--- begin STORED DATA ---
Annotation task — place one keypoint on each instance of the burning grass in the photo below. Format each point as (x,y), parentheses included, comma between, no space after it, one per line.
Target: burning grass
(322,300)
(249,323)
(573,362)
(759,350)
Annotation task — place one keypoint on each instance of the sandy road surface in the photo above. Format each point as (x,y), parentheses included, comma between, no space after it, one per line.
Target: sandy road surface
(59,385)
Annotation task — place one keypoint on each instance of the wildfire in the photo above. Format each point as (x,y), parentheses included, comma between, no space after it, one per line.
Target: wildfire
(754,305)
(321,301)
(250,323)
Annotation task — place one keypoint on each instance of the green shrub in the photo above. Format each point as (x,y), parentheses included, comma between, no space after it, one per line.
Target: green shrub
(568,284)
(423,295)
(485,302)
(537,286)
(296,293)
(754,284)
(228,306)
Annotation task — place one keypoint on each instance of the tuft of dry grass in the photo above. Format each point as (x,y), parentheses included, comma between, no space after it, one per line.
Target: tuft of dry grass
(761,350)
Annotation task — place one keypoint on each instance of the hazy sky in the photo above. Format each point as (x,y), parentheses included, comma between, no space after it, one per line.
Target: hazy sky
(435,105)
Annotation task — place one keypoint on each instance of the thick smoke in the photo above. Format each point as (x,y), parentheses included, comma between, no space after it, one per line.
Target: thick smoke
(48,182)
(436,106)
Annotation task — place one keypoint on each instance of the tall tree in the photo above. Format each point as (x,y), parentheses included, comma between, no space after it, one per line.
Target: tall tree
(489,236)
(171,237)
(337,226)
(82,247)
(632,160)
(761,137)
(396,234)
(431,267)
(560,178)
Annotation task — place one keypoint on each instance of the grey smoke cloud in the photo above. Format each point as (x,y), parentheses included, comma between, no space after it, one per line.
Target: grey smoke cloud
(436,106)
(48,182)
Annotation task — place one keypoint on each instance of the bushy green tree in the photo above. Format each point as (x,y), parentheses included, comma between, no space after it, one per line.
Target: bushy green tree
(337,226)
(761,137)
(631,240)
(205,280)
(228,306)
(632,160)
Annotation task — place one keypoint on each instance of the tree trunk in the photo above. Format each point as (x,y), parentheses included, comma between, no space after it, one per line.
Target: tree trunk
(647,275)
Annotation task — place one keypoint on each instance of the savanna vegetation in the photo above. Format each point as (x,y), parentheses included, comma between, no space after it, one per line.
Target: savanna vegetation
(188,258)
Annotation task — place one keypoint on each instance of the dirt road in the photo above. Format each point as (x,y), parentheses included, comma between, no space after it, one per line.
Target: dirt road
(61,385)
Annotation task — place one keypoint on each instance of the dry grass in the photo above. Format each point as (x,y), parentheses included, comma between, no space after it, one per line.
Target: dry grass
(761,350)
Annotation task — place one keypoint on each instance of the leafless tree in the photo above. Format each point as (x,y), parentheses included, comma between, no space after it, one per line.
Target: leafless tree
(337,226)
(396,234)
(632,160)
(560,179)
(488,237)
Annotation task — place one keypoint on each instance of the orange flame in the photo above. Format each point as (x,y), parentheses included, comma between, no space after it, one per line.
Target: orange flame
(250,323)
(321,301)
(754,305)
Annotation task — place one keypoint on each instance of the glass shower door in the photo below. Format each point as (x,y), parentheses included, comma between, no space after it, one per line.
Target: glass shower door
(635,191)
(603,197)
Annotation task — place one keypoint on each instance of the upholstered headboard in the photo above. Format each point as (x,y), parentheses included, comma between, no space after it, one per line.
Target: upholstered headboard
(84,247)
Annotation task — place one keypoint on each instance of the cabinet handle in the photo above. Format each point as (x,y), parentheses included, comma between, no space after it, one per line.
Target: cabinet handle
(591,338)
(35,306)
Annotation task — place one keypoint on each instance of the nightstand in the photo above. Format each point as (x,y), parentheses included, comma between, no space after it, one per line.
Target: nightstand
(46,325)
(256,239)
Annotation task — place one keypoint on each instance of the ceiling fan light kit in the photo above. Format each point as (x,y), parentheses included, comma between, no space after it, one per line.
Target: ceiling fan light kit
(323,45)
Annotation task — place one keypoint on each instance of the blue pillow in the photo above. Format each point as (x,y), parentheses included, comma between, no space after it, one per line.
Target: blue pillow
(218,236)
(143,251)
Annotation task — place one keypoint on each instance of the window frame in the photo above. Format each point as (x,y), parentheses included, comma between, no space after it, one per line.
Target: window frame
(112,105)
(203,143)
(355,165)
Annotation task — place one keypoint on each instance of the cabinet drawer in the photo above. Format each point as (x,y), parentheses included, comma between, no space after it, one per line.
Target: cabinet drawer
--- end STORED DATA ---
### SHORT TASK:
Write out the data from the line containing "of the ceiling" through the final line, both included, as a numbered list, dropping any blank lines.

### FINAL RESULT:
1. Annotation task — place one keypoint on each instance of the ceiling fan light kit in the photo above. Format each point as (x,y), parentheses included, comma between, no space after it, one per line.
2. Target: ceiling fan light kit
3. (323,45)
4. Annotation task — place one keypoint on each instance of the blue pillow in the photo above. Format each point as (x,y), parentheses included, comma between, no space after it, one per line.
5. Target: blue pillow
6. (218,236)
7. (143,251)
8. Annotation task — place one keypoint on each instance of the window frame in the photo above. Format each point as (x,y), parentheses included, comma between, no space after it, one per line.
9. Target: window frame
10. (112,105)
11. (203,143)
12. (355,165)
13. Annotation task — place one keypoint on each instance of the cabinet drawer in the photo above. Format each point as (x,y), parentheses included, comma between, no space after it, one per line.
14. Target: cabinet drawer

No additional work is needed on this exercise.